Region annotation entries:
↓↓↓

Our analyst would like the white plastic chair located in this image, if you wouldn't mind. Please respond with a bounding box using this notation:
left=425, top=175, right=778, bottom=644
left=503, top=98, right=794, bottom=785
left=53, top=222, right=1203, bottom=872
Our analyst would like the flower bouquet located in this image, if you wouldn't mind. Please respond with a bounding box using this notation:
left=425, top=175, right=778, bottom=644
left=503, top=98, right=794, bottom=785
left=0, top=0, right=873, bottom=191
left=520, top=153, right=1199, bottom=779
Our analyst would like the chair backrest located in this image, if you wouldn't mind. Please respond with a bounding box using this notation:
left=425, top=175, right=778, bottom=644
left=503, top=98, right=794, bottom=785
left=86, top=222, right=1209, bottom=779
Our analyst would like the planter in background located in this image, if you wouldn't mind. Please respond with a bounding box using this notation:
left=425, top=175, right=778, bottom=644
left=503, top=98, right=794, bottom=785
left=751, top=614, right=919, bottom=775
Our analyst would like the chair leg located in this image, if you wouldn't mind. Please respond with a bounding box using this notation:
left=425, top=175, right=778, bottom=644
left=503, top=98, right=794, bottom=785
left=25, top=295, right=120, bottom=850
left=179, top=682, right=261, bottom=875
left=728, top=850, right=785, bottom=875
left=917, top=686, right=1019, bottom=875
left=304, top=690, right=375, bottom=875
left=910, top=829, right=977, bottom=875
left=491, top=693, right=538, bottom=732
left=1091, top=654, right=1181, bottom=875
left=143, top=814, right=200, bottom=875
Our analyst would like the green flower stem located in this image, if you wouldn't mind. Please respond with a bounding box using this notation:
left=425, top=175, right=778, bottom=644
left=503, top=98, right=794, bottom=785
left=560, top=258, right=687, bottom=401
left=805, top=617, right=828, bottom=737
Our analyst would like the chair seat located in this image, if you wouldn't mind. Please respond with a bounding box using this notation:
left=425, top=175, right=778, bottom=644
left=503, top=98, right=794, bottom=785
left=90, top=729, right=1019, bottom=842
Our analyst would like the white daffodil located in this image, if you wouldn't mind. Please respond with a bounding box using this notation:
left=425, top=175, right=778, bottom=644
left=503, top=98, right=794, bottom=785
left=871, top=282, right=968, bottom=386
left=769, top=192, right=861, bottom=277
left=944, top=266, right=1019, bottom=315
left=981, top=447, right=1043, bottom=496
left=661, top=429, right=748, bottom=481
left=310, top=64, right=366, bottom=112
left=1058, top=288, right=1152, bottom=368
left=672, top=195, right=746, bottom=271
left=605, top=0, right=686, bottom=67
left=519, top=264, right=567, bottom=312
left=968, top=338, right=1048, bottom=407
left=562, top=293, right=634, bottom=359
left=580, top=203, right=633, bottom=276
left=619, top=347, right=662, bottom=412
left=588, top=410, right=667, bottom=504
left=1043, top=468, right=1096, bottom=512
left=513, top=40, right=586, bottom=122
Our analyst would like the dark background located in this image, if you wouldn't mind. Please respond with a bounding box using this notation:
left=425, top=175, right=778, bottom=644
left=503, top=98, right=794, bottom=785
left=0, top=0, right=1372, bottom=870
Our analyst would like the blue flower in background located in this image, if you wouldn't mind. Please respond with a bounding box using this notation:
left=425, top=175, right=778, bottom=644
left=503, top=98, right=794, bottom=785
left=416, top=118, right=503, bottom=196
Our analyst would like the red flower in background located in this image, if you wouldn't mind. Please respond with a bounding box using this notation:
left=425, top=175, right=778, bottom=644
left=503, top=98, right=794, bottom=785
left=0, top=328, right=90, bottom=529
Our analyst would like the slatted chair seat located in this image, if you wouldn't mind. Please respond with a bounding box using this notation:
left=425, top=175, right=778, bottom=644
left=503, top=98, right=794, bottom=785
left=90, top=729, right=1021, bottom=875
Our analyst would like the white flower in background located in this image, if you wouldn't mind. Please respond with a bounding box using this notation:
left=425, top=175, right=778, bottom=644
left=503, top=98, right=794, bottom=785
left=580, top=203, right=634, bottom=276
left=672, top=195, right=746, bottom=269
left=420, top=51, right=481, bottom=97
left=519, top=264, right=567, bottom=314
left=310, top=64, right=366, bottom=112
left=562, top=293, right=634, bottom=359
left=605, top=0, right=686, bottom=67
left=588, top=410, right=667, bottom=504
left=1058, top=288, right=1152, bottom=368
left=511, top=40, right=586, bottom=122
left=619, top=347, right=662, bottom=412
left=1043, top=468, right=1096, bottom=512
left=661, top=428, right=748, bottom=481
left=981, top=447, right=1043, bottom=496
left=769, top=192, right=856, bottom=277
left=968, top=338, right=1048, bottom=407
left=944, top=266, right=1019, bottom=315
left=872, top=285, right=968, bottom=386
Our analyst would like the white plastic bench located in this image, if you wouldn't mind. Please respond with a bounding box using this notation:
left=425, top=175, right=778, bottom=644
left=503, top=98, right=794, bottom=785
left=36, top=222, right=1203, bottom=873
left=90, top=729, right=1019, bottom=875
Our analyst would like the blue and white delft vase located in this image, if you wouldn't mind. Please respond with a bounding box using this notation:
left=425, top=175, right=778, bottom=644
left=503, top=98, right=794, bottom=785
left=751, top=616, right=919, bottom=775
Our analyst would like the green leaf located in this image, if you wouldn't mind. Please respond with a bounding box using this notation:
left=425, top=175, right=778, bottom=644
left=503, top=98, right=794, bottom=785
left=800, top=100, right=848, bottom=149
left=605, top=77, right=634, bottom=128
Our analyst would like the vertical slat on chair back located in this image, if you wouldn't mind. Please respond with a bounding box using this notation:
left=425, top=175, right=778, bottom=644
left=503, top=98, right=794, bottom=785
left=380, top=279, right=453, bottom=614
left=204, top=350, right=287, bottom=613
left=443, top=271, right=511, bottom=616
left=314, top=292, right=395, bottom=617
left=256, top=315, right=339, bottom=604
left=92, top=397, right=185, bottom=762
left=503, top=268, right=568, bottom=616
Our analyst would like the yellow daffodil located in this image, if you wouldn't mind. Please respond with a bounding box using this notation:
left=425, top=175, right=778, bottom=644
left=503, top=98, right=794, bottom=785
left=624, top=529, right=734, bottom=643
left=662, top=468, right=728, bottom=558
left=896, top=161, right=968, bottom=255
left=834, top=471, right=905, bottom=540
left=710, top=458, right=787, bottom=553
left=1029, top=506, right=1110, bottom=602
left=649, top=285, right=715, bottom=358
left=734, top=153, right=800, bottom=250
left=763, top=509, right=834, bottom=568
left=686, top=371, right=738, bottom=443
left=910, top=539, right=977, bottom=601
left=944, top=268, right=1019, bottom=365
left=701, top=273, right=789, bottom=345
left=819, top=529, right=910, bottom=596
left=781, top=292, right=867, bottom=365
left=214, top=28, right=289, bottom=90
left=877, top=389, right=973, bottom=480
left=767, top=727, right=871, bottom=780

↑↑↑
↓↓↓

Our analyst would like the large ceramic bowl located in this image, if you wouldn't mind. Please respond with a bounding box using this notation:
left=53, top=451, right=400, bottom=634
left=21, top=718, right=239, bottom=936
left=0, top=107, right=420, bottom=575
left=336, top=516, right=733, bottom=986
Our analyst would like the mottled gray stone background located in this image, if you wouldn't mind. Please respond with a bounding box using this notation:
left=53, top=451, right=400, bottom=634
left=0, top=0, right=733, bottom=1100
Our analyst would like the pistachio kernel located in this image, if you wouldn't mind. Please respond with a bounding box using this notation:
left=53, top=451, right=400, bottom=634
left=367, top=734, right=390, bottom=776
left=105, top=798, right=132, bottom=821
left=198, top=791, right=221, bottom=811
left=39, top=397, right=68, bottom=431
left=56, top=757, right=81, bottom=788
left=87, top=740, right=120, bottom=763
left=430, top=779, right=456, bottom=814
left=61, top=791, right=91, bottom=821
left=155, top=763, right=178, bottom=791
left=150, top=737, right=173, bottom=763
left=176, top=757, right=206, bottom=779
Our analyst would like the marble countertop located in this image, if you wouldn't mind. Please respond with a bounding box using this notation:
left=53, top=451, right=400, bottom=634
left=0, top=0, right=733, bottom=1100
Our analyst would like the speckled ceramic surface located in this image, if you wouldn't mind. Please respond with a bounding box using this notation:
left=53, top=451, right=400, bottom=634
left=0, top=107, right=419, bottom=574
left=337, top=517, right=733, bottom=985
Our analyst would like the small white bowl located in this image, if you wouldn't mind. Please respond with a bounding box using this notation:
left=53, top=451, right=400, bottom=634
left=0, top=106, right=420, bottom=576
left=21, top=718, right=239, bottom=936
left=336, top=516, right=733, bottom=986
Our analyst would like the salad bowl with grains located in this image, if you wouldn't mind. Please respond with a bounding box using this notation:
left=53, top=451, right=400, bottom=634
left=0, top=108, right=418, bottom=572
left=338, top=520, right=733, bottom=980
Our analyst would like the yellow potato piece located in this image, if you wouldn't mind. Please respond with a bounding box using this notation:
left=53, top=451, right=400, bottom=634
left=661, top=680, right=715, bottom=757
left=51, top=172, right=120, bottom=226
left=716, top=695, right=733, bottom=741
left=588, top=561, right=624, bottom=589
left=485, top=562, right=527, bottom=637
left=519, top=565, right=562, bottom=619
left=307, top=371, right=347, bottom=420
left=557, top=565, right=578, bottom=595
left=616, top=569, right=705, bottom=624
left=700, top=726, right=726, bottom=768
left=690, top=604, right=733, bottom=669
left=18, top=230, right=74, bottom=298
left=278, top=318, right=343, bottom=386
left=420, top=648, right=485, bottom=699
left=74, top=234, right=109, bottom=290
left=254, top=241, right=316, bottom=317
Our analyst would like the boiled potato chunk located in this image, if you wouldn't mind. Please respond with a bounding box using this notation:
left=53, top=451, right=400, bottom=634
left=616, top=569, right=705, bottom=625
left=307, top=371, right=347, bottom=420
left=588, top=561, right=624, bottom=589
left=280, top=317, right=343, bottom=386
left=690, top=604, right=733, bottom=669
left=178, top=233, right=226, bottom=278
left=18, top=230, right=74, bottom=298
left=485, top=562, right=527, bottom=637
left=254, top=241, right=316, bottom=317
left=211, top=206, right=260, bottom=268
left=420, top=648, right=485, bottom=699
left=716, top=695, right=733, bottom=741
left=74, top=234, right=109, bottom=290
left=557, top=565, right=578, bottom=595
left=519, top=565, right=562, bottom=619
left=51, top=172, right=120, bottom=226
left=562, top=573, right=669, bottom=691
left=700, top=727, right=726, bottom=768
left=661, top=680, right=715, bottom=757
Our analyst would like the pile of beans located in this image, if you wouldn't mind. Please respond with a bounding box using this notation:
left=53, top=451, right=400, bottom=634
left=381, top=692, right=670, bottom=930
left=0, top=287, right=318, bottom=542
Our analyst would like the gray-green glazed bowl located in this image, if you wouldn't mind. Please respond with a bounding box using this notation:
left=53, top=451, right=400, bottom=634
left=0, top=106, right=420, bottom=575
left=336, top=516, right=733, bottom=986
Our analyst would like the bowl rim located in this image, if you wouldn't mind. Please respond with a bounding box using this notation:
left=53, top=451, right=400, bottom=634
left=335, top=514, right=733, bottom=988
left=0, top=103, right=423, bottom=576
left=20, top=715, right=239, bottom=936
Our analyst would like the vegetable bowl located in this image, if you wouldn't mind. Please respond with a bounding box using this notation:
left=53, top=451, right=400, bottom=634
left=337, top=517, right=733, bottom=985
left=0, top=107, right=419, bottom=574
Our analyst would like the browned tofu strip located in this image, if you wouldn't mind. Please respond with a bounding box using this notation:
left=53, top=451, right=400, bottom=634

↑↑↑
↓↓↓

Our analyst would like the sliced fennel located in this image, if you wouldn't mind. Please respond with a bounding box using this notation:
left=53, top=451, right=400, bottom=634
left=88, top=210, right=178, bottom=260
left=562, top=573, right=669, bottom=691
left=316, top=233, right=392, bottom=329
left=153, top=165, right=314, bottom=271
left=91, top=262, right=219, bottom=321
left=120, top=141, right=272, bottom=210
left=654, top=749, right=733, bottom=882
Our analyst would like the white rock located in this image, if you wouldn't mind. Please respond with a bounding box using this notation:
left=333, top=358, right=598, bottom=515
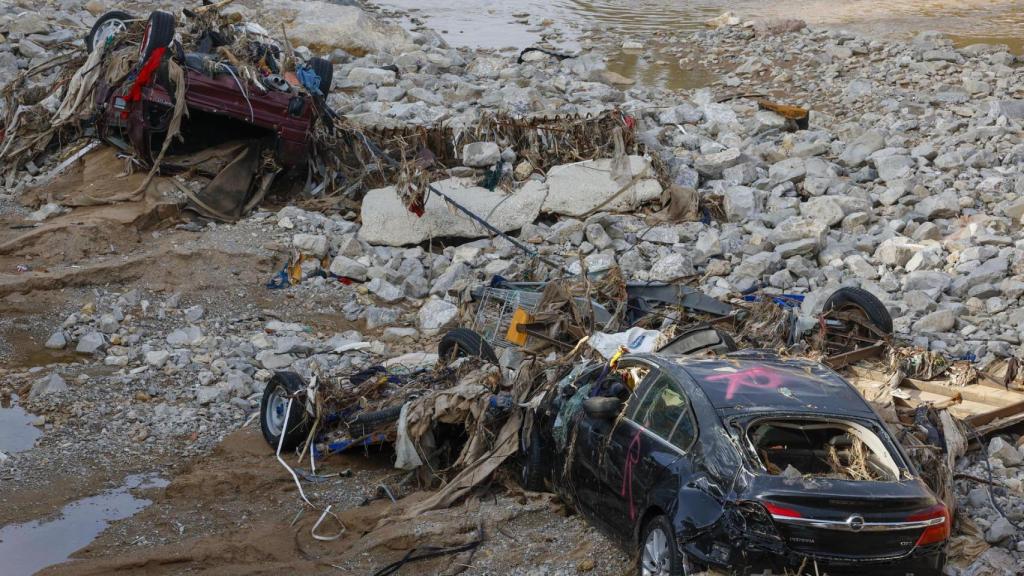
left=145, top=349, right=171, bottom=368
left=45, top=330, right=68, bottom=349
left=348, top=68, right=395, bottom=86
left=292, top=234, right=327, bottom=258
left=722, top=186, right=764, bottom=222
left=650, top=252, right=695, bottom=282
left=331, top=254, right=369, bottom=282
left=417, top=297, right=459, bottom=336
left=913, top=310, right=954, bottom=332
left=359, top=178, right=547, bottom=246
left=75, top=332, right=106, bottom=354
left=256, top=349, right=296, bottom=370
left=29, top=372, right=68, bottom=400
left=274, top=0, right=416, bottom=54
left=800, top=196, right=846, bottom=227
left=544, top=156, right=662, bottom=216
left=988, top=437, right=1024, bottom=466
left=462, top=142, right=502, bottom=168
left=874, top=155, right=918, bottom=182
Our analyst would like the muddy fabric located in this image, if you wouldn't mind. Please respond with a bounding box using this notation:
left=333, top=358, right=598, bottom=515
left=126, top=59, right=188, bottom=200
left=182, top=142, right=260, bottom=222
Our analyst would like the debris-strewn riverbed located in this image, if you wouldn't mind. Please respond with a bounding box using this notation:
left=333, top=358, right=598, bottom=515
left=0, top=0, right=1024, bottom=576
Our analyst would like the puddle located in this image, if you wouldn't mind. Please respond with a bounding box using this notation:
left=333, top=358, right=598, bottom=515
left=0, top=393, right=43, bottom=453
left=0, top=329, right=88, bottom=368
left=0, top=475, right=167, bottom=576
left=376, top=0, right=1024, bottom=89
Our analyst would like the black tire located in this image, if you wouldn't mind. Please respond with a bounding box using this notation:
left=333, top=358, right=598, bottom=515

↑↑↑

# WORK TO DO:
Rewrite everything from the line containing "Our analyst would like the puddle" down to the line containing "left=376, top=0, right=1024, bottom=89", both included, requests too. Scale the box coordinates in the answers by 2.2, rounding to whole numbers with halves going up, and leave the requests and their format samples unchanged.

# EXPECTED OUTPUT:
Our analyst would like the puddle located in this image, if you wouldn't mind. Please respond with a bounding box using this notation:
left=333, top=358, right=598, bottom=515
left=0, top=865, right=95, bottom=997
left=0, top=724, right=194, bottom=810
left=0, top=1045, right=367, bottom=1267
left=827, top=0, right=2253, bottom=196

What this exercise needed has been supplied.